TRAVAIL DEMANDÉ:
**a.** D'après le texte sur les concerts à Hambourg, combien de groupes ou artistes français étaient présents ?
**b.** Recopiez fidèlement le passage du texte sur les concerts à Hambourg, de « Autre salle, autre » à « très Léonard Cohen. ».

Autre salle, autre ambiance. Un peu à l’écart de Reeperbahn, certains concerts se déroulent dans le Flakturm IV de Hambourg. Datant de la seconde guerre mondiale, ces immenses blockhaus servaient de défense anti-aérienne pour les nazis. Celui de Hambourg a été entièrement réhabilité et abrite désormais deux salles de concerts. Warhaus (nom de groupe de circonstance) est programmé au 4ème étage de ce monstre de béton. C’est le nouveau projet du chanteur belge de Balthazar, Maarten Devoldere. Le groupe en impose tout de suite dans une esthétique très Léonard Cohen.
Juste derrière, un étage au-dessus c’est Jaguar Ma qui entre sur scène. Un endroit parfait pour découvrir les morceaux du nouveau disque des Australiens, eux-mêmes impressionnés par l’atmosphère du lieu.
Coté français, 21 groupes ou artistes étaient présents. Un record. De Jeanne Added à Acid Arab, en passant par Camp Claude ou Louane. Il faut dire que le marché du disque allemand demeure le 4ème au monde. Information reçue cinq sur cinq pas les labels et tourneurs européens.

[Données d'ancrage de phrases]
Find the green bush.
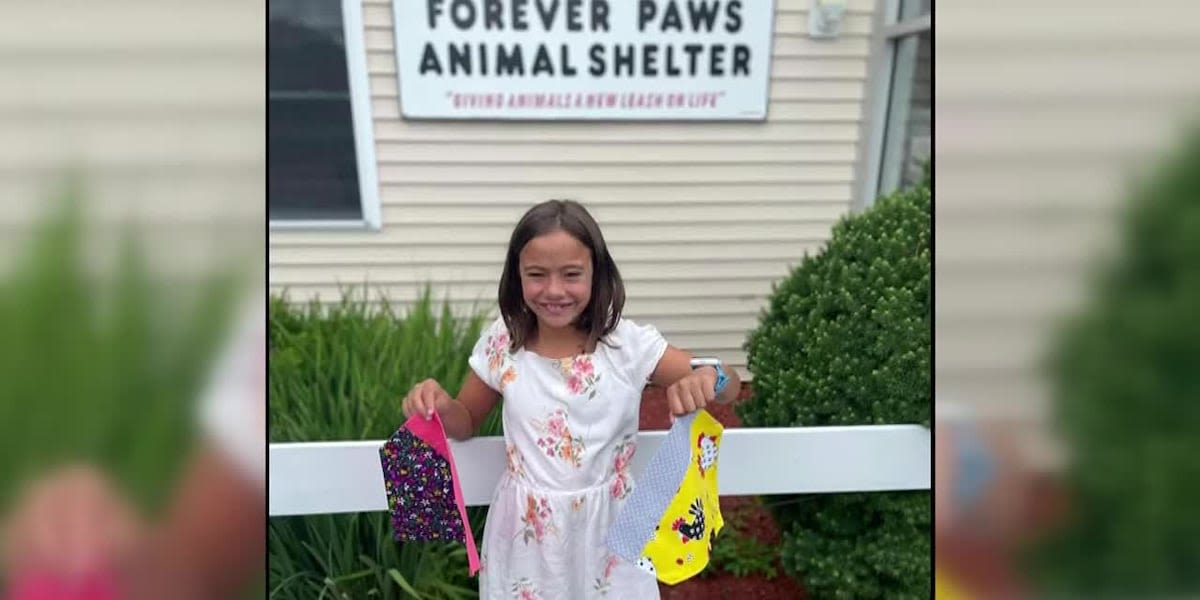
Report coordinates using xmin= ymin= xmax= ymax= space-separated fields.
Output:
xmin=1034 ymin=128 xmax=1200 ymax=598
xmin=0 ymin=187 xmax=248 ymax=588
xmin=268 ymin=292 xmax=502 ymax=599
xmin=737 ymin=181 xmax=932 ymax=599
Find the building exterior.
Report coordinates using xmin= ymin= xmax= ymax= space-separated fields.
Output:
xmin=269 ymin=0 xmax=931 ymax=374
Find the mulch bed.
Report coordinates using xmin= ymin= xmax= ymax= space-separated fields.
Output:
xmin=641 ymin=384 xmax=805 ymax=600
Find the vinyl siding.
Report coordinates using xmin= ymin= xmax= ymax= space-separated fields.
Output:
xmin=270 ymin=0 xmax=875 ymax=373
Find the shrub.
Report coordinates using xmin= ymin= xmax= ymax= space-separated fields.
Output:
xmin=268 ymin=290 xmax=502 ymax=599
xmin=1036 ymin=128 xmax=1200 ymax=598
xmin=737 ymin=180 xmax=932 ymax=599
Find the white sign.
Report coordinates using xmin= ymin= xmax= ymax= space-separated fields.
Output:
xmin=392 ymin=0 xmax=775 ymax=120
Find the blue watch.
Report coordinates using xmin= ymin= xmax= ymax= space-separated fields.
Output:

RÉPONSES ATTENDUES:
**a.** 21 groupes ou artistes français étaient présents.

**b.**
Autre salle, autre ambiance. Un peu à l’écart de Reeperbahn, certains concerts se déroulent dans le Flakturm IV de Hambourg. Datant de la seconde guerre mondiale, ces immenses blockhaus servaient de défense anti-aérienne pour les nazis. Celui de Hambourg a été entièrement réhabilité et abrite désormais deux salles de concerts. Warhaus (nom de groupe de circonstance) est programmé au 4ème étage de ce monstre de béton. C’est le nouveau projet du chanteur belge de Balthazar, Maarten Devoldere. Le groupe en impose tout de suite dans une esthétique très Léonard Cohen.